>>>>>

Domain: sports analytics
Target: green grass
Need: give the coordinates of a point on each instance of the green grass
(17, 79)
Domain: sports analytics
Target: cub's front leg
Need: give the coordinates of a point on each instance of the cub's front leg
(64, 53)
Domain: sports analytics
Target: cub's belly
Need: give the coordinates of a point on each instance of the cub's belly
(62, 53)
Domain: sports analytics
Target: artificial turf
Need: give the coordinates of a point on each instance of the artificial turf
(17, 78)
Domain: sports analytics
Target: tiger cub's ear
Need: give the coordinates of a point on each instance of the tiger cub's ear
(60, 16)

<<<<<
>>>>>

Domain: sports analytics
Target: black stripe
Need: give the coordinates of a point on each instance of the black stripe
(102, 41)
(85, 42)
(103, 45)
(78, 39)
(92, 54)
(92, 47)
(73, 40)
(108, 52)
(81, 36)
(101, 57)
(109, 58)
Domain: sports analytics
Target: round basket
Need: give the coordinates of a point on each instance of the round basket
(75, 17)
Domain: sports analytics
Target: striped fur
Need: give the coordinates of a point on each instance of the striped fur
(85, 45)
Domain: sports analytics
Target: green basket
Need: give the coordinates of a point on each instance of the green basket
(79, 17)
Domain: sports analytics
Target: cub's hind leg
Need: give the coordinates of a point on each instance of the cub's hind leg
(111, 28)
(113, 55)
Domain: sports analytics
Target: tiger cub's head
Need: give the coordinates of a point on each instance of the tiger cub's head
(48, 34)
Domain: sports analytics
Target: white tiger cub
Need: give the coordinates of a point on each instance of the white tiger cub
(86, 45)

<<<<<

• Exercise brief: Pull out every line in the two blocks of lines above that contains the word "basket", and copy each one. Case counts.

• Solution for this exercise:
Target: round basket
Need: give the coordinates of a point on each instance of the round basket
Target: green basket
Need: give the coordinates of a point on each instance of the green basket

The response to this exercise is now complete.